## What needs to be done:
Can you copy each of the items below word for word?

## Entries:
———

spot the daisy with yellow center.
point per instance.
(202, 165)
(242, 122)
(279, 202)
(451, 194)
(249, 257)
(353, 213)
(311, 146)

———

## Full solution:
spot the daisy with yellow center.
point per instance.
(202, 165)
(242, 122)
(279, 202)
(451, 194)
(249, 257)
(353, 213)
(311, 146)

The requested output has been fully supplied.